◆ PROVIDED PASSAGE:
######
Elected by the States Parties to the Optional Protocol to the UN Convention against Torture, these five men and eight women come from 13 different countries and are drawn from a variety of backgrounds, including in law, medicine or psychiatry.
“The APT congratulates the elected candidates and looks forward to working with them. We are pleased that continuity is ensured within the SPT thanks to the re-election of current members. We trust that the skills and experiences of all future members will contribute to the strengthening of the OPCAT system and a better protection of the rights of persons deprived of their liberty in all settings,“ said Barbara Bernath, APT Secretary General.
######
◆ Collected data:
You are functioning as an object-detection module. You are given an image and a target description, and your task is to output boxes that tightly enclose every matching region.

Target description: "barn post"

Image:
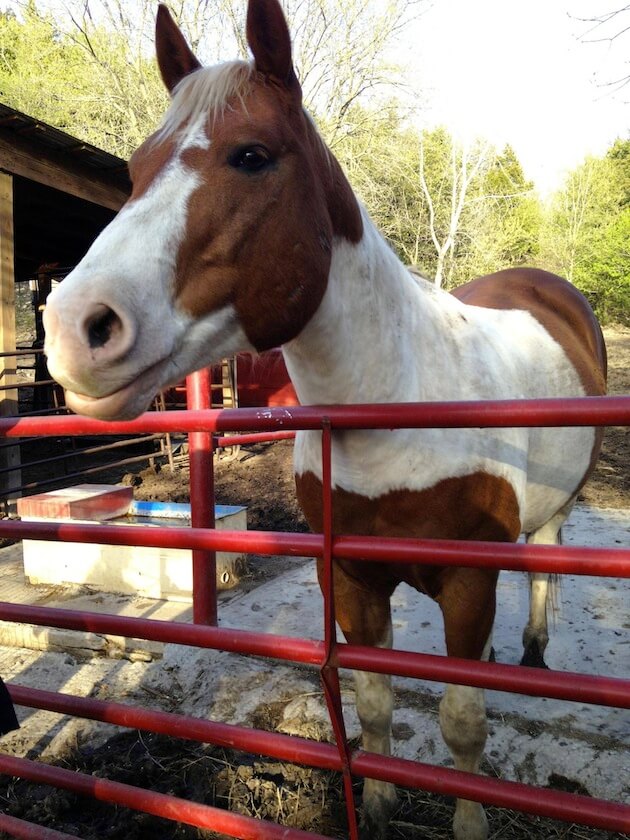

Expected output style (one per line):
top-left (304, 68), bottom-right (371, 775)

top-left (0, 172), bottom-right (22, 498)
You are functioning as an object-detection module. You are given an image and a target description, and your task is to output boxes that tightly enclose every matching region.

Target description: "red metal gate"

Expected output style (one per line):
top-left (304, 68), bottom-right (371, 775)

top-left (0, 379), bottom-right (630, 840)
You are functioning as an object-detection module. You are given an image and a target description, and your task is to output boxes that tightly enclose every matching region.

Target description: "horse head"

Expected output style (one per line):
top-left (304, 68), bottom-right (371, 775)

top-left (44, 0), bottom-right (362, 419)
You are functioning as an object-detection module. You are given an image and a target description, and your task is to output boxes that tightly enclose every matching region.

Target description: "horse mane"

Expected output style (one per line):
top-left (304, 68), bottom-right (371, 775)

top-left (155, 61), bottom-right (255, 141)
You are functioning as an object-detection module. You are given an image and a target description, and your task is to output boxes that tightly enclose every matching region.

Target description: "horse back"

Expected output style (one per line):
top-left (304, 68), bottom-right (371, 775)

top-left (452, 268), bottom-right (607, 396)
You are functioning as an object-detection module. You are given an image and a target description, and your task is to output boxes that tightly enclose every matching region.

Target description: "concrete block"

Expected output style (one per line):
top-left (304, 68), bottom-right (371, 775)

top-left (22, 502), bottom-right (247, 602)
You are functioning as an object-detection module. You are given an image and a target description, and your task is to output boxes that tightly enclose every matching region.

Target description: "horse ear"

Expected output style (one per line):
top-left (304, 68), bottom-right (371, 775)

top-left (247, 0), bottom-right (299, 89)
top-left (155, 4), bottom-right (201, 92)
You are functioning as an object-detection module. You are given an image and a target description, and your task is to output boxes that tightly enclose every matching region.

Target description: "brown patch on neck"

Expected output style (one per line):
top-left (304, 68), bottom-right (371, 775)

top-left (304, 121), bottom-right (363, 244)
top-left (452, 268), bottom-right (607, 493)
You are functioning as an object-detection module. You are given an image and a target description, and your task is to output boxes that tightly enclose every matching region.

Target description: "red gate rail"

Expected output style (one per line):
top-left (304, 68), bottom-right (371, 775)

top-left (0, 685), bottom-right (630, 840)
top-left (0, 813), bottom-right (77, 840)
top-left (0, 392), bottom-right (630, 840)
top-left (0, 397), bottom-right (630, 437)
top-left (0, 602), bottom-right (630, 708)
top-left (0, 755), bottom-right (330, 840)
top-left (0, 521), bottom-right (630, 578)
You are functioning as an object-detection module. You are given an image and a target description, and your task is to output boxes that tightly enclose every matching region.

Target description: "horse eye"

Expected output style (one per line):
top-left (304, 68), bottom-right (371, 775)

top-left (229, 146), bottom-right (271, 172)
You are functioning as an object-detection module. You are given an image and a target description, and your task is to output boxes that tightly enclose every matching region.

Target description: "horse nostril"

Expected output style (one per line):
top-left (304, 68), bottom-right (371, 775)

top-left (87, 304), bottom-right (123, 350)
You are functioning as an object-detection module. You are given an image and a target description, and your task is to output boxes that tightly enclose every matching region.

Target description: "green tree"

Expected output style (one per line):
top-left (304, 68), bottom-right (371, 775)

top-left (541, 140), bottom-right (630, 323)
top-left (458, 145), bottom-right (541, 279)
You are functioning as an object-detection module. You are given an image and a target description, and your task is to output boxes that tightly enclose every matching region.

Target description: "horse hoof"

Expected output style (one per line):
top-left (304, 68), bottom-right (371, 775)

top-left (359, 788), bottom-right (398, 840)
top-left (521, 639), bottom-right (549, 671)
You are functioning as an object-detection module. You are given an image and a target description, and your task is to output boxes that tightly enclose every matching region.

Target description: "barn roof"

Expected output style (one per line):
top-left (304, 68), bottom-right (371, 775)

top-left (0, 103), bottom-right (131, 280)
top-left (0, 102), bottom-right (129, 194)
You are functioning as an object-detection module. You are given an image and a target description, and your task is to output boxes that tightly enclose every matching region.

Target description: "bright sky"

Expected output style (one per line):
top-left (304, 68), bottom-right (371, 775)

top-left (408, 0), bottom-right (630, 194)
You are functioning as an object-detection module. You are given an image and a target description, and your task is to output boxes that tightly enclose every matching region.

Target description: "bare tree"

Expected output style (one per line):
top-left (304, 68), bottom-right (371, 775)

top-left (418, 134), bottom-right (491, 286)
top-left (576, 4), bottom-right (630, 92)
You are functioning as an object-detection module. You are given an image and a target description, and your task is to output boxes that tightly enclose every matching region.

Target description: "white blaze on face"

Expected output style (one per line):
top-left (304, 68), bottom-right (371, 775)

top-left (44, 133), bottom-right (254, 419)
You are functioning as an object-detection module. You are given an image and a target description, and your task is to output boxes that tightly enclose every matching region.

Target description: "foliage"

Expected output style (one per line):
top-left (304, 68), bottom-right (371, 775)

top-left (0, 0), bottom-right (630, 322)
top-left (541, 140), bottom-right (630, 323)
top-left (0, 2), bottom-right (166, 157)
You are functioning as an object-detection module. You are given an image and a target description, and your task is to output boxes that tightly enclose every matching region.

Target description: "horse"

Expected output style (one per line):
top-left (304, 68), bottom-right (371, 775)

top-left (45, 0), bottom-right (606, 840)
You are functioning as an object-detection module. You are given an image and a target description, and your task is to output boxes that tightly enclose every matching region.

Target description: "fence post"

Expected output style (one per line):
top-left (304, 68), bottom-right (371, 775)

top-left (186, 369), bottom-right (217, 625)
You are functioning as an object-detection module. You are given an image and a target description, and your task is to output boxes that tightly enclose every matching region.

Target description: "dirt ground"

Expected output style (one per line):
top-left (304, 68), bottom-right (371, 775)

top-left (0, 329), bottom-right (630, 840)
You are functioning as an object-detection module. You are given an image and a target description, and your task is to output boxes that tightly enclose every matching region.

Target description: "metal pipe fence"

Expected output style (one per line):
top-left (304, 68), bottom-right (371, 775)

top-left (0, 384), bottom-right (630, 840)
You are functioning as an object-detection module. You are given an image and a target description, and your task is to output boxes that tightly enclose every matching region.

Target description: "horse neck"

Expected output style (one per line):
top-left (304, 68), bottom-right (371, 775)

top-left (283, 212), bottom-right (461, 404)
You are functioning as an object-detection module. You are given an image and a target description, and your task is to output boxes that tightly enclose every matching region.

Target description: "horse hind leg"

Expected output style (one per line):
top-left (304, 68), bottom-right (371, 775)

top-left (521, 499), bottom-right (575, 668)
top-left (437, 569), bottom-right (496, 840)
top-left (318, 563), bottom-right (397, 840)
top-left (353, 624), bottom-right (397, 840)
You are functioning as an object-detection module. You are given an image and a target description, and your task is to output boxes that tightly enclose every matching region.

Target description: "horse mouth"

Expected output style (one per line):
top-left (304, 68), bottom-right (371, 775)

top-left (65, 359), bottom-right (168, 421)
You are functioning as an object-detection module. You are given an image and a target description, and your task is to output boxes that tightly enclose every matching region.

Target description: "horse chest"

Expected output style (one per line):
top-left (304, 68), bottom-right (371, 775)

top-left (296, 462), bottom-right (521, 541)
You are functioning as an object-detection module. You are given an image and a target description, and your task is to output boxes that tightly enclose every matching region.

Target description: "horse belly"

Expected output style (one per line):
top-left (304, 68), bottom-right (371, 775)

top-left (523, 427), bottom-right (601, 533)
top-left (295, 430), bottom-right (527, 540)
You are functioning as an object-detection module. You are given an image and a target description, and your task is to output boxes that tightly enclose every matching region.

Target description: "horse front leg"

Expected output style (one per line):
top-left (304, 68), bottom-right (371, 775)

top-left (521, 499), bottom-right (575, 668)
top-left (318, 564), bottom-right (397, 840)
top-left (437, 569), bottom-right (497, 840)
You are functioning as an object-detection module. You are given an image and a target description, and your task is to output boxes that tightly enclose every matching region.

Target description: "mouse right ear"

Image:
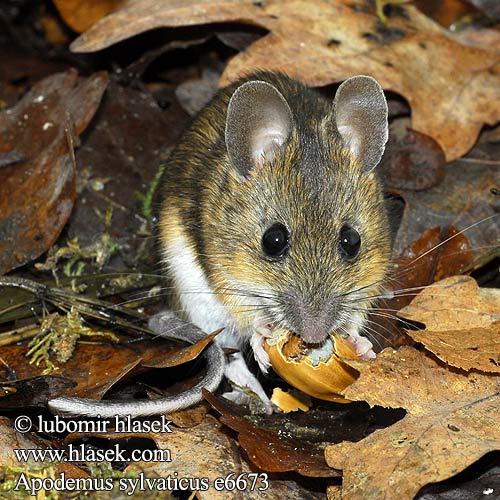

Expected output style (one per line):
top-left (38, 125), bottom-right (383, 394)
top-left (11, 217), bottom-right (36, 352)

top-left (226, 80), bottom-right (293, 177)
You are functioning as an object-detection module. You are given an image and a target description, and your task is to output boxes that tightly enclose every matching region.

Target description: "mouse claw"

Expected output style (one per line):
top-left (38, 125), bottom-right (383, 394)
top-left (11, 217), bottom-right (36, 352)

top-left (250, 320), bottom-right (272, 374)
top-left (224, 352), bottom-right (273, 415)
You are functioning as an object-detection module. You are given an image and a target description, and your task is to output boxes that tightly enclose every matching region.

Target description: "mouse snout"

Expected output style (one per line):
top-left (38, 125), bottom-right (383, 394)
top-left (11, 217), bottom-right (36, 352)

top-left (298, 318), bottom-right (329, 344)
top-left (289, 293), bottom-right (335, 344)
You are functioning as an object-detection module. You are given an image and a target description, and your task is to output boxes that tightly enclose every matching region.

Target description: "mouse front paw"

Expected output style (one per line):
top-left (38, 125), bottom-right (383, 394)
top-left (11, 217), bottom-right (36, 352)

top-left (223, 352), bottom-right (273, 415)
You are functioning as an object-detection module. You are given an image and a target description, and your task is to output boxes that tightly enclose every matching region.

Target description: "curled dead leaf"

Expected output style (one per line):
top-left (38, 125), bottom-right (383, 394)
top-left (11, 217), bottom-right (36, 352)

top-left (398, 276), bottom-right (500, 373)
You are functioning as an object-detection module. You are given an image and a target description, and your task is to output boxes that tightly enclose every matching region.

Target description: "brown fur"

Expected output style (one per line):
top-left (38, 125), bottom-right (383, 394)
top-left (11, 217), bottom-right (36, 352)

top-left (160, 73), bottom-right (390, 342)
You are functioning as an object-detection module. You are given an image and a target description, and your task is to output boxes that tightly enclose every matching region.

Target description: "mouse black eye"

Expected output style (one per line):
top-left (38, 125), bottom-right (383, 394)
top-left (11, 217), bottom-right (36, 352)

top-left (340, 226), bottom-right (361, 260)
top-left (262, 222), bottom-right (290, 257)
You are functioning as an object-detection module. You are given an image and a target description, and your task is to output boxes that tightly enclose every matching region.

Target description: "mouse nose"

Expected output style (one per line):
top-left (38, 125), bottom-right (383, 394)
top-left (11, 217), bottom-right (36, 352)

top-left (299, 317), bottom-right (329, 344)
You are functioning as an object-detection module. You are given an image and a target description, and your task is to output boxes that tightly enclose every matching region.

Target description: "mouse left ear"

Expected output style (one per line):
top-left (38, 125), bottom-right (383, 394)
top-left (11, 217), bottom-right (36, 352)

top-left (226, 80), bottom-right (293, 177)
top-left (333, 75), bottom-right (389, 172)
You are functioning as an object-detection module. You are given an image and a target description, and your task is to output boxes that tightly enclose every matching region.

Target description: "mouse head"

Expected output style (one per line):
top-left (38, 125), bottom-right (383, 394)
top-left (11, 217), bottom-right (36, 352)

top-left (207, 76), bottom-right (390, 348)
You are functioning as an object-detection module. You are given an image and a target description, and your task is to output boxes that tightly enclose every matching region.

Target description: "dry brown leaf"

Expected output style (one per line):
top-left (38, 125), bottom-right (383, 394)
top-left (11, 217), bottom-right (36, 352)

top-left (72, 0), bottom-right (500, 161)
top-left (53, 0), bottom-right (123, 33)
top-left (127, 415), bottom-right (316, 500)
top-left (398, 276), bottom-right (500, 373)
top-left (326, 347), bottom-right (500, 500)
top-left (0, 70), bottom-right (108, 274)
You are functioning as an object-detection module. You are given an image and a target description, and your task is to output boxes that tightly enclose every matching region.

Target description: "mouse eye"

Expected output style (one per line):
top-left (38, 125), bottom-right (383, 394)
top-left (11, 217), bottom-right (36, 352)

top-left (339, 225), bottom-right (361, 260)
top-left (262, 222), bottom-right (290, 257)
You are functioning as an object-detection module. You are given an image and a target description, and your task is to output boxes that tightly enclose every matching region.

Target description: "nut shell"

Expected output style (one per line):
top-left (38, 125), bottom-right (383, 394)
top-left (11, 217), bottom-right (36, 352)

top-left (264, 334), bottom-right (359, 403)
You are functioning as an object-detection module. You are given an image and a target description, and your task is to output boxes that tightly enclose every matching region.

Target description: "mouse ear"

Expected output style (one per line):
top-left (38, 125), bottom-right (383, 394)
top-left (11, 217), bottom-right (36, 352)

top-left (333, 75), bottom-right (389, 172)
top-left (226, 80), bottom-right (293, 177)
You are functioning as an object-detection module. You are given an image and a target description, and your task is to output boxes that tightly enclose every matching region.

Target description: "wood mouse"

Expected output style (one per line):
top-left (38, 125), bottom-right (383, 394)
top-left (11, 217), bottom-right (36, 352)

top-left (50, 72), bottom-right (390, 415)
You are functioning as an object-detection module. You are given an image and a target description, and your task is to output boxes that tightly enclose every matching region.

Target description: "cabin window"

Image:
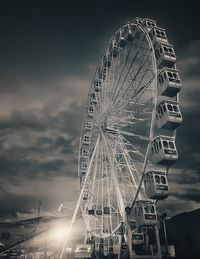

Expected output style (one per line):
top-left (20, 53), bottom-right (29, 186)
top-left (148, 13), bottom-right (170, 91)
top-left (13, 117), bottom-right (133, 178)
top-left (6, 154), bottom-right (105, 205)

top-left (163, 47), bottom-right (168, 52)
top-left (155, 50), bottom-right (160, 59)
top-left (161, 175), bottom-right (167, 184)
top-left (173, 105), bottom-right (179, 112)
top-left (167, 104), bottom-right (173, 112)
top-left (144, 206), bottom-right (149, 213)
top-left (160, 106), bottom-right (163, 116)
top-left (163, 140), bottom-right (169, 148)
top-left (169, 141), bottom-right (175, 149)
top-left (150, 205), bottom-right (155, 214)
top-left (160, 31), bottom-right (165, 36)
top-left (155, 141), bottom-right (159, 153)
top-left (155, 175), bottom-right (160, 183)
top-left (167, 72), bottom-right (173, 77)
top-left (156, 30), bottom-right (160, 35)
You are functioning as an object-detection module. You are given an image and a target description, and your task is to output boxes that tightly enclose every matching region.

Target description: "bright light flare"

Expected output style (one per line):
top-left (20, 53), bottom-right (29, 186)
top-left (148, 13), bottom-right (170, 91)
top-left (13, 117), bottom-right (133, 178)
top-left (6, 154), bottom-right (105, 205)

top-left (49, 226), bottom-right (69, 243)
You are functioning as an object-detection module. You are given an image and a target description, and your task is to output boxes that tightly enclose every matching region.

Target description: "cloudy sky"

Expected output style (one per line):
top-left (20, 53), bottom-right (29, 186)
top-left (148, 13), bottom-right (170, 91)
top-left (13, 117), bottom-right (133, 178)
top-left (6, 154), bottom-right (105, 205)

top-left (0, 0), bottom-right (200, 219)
######
◆ SET OF TASKS:
(1) According to the passage on the Subcommittee election, what position does Barbara Bernath hold?
(2) Continue the passage about the newly elected Subcommittee members from where it stops.

◆ ANSWER SECTION:
(1) She is the APT Secretary General.

(2)
Of the elected members, five were re-elected for a second term of four years:
Marija Definis-Gojanovic (medical doctor), Croatia
Roberto Feher (medical doctor), Uruguay
Gnambi Kodjo (public prosecutor), Togo
Catherine Paulet (psychiatrist), France
Nora Sveaass (psychologist), Norway
The other eight members are:
Patricia Arias (criminologist), Chile
Carmen Comas-Mata (lawyer), Spain
Hameth Saloum Diakhaté (psychiatrist), Senegal
Suzanne Jabbour (psychologist), Lebanon
Nika Kvaratskhelia (lawyer), Georgia
Maria Luisa Romero (lawyer), Panama
Juan Pablo Vegas (lawyer), Peru
Sofia Vidali (lawyer), Greece
Established in 2007, the SPT is composed of 25 independent experts from States parties to the OPCAT, serving in their individual capacity. The SPT mandate is unique within the United Nations, as its members have unrestricted access to any place of deprivation of liberty in States parties to the OPCAT – which includes prisons, police stations, as well as mental health and social care institutions – where they must be able to conduct private and confidential interviews with detainees. Based on these visits, the SPT issues recommendations to State authorities and National Preventive Mechanisms (NPMs); and work in close collaboration with them, as well as with other international, regional and national organisations and institutions on how to better prevent torture and other forms of ill-treatment.